__Recorded data__
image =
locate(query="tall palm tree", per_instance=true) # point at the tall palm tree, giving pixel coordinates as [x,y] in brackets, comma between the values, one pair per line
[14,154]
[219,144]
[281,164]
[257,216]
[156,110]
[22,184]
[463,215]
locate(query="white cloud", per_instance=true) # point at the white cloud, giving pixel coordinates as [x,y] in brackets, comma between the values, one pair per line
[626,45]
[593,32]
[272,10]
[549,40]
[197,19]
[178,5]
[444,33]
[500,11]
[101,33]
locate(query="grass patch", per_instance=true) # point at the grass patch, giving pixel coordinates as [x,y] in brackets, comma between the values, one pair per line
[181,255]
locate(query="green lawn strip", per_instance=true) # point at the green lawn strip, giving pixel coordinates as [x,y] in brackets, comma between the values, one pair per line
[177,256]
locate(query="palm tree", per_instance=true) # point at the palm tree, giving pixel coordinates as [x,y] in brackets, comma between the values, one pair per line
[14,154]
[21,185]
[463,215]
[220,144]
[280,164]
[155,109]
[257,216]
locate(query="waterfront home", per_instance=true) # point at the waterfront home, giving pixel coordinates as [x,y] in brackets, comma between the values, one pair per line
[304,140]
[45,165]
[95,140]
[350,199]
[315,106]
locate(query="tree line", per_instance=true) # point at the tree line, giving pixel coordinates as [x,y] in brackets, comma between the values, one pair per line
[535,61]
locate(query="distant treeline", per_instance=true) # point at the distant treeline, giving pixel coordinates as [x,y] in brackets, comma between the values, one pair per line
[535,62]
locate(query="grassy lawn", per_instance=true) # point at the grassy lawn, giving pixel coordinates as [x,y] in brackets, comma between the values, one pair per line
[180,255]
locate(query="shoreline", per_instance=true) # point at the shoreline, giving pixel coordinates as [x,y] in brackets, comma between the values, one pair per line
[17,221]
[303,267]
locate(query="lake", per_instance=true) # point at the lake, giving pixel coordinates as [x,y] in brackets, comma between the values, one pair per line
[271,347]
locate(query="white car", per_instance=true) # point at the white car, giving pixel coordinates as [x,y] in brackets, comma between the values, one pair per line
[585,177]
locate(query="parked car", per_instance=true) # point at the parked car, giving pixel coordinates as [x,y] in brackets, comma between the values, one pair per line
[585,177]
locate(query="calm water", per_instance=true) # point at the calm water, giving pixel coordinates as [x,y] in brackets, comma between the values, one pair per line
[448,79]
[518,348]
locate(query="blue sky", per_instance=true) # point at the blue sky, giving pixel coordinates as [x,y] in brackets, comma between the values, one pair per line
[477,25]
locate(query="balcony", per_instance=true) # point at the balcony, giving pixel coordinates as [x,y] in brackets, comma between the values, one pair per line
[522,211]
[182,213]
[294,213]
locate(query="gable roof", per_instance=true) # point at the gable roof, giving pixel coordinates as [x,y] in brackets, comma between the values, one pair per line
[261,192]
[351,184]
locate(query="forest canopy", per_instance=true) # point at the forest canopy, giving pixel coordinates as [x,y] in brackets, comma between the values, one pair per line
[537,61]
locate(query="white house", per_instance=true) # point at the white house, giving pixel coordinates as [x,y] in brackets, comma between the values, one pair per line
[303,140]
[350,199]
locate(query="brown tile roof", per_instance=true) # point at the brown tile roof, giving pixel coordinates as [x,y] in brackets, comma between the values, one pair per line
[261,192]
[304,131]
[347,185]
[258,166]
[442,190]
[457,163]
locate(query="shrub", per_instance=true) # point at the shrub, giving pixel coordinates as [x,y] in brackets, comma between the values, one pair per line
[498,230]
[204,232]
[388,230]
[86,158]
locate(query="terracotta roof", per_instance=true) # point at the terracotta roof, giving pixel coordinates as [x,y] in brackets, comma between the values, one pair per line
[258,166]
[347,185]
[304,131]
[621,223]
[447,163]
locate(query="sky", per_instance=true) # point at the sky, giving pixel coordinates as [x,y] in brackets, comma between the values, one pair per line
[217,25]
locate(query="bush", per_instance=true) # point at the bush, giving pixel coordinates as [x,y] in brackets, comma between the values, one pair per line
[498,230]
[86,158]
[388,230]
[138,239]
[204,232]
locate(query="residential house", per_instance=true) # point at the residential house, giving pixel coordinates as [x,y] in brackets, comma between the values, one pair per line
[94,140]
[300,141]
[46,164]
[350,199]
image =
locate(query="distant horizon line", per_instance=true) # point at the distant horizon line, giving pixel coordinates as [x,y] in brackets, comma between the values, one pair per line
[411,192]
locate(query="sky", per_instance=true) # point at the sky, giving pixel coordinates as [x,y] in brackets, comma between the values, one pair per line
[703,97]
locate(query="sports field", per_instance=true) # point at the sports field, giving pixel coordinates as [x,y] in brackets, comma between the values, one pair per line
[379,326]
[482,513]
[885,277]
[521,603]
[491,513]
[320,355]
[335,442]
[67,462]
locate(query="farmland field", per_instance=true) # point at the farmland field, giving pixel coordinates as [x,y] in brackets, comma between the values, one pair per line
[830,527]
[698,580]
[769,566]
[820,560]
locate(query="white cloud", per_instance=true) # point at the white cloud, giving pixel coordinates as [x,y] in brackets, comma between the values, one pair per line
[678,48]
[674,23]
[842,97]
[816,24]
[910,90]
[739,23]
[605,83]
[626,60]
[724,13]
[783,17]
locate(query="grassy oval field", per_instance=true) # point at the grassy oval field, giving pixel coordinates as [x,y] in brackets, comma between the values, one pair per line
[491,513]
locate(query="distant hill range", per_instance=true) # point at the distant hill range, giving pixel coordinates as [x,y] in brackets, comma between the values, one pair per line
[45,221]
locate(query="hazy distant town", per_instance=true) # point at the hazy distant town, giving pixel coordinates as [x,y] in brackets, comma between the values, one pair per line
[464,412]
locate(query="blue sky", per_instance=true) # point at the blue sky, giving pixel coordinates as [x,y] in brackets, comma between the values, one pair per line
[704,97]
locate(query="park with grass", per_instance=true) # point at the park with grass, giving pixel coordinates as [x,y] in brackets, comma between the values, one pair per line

__Work to complete__
All of the lines above must be returned exactly.

__Answer for this exercise__
image =
locate(query="tall palm tree", per_instance=true) # point at the tall palm tree, giving pixel coordinates as [x,y] in brackets, comma between the values, one pair per line
[14,154]
[219,144]
[281,164]
[257,216]
[156,110]
[22,184]
[463,215]
locate(query="white cloud", per_instance=true) # point at the white cloud, giving pixel coordinates as [x,y] in brackets, comma between the values, one pair per line
[626,45]
[593,32]
[272,10]
[549,40]
[197,19]
[178,5]
[444,33]
[500,11]
[101,33]
locate(query="grass patch", per_instance=true) # point at the grass patch, giving pixel coordinates as [x,y] in brackets, comma between the values, one pair per line
[181,255]
locate(query="green lawn strip", per_instance=true) # point at the green lawn strip, giving pixel coordinates as [x,y] in brackets, comma between the values, one pair per line
[177,256]
locate(query="palm tree", per_instance=true) # point at the palm tree, giving pixel coordinates as [x,y] in brackets, comma between the values, one pair per line
[14,154]
[21,185]
[463,215]
[220,144]
[280,164]
[155,109]
[257,216]
locate(query="waterfront home", per_instance=true) # point at the waterfront home, giving pixel coordinates as [x,y] in brackets, comma between the values, one pair per line
[304,140]
[45,165]
[95,140]
[350,199]
[315,106]
locate(query="tree line", per_instance=true) # point at the tree line, giving pixel coordinates as [x,y] in brackets, comma between the values, one pair per line
[535,61]
locate(query="distant treeline", per_instance=true) # point at the distant treeline, giving pixel coordinates as [x,y] in brackets, comma between the values, one pair per line
[535,62]
locate(query="grassy lawn", per_instance=true) # point at the grassy lawn, giving pixel coordinates as [x,y] in brackets, comma between the values, one pair per line
[180,255]
locate(query="shoreline", per_instance=true) # point at the shoreline, giving pixel coordinates as [x,y] in brackets, comma between the values, one pair per line
[17,221]
[303,267]
locate(query="lake", per_instance=true) # point at the lake, giving pixel coordinates as [x,y] in brackets, comma between the values, one pair per line
[271,347]
locate(query="white car", per_instance=true) # point at the white car, giving pixel coordinates as [x,y] in brackets, comma between the values, one pair per line
[585,177]
locate(query="parked car", per_instance=true) # point at the parked car, giving pixel coordinates as [x,y] in brackets, comma between the values, one pair per line
[585,177]
locate(query="calm water", per_instance=true) # point at the calm water, giving pixel coordinates as [x,y] in brackets, comma between the values, one pair per line
[448,79]
[518,348]
locate(query="blue sky", per_instance=true) # point at the blue sky, giving pixel coordinates as [x,y] in brackets, comma between the values, one pair per line
[477,25]
locate(query="balcony", per_instance=true) # point at the balcony, giving pixel coordinates as [x,y] in brackets, comma between the values, one pair per line
[522,211]
[182,213]
[294,213]
locate(query="gable roof", per_instance=true) # point at the gable roof, giving pixel coordinates as [x,y] in brackets, comma between the values, one pair per line
[261,192]
[351,184]
locate(query="forest canopy", per_instance=true) # point at the forest canopy, giving pixel coordinates as [x,y] in brackets, comma between the values, one pair per line
[537,61]
locate(query="white house", per_instance=true) # point at the white house, giving pixel coordinates as [x,y] in brackets, comma between the values, one pair per line
[303,140]
[350,199]
locate(query="brown tile roof", per_instance=true) # point at the brown tile roof, giving pixel coordinates as [x,y] in brackets, comma between the values, one pair per line
[261,192]
[304,131]
[347,185]
[258,166]
[442,190]
[457,163]
locate(query="shrub", per_instance=true) # point at the shrub, giving pixel coordinates as [x,y] in brackets, comma between the values, one pair per line
[498,230]
[204,232]
[388,230]
[86,158]
locate(query="terracotta roof", per_instance=true) # point at the terracotta roof, giving pixel coordinates as [x,y] in brackets, comma between the values, one pair per line
[258,166]
[347,185]
[304,131]
[621,223]
[447,163]
locate(query="sky", per_instance=true) # point at the sky, giving pixel coordinates as [x,y] in brackets, comma between the values, one pair per line
[217,25]
locate(query="bush", per_instance=true) # point at the bush, giving pixel coordinates as [x,y] in brackets, comma between the values, one pair per line
[498,230]
[86,158]
[388,230]
[138,239]
[204,232]
locate(query="residential house", per_instance=true) # point at the residential house, giving pixel coordinates as [x,y] in brackets, comma between the values, one pair per line
[94,140]
[300,141]
[46,164]
[350,199]
image =
locate(query="distant horizon line", per_instance=true) # point at the distant horizon line, giving pixel coordinates as [x,y] in brackets, comma between the values, one pair per line
[411,192]
locate(query="sky", per_instance=true) # point at the sky, giving pixel coordinates as [x,y] in brackets, comma between the values, one pair per line
[703,97]
locate(query="sports field", per_instance=true) # point at the sports field, giving pixel coordinates as [x,y] in brackets, comma between the values, one pair per line
[379,326]
[482,513]
[885,277]
[521,603]
[491,513]
[320,355]
[335,442]
[67,462]
locate(query="farmland field", per_instance=true) # point at the farmland field, giving pixel coordinates as [x,y] in brackets, comma between the values, one pair per line
[830,527]
[698,580]
[769,566]
[820,560]
locate(query="white cloud", per_instance=true) # point at the white cloud, giving pixel coordinates as [x,y] in brackets, comma between the values, one pair per line
[678,48]
[674,23]
[842,97]
[816,24]
[910,90]
[739,23]
[605,83]
[626,60]
[724,13]
[783,17]
locate(query="grassy oval field", per_instance=true) # point at the grassy oval field, giving pixel coordinates as [x,y] in brackets, comma between the values, one pair per line
[491,513]
locate(query="distant hill range", per_instance=true) # point at the distant hill range, giving pixel coordinates as [x,y] in brackets, comma between the values, one pair per line
[45,221]
locate(query="hazy distant town", per_instance=true) # point at the hazy distant town, giving pixel coordinates as [x,y] in brackets, comma between the values, one pair per line
[464,412]
locate(query="blue sky", per_instance=true) # point at the blue sky, giving pixel coordinates as [x,y] in brackets, comma between the values, one pair per line
[704,97]
locate(query="park with grass", per_instance=true) # point at the park with grass, giving pixel coordinates as [x,y] in brackets, comma between the values, one pair per line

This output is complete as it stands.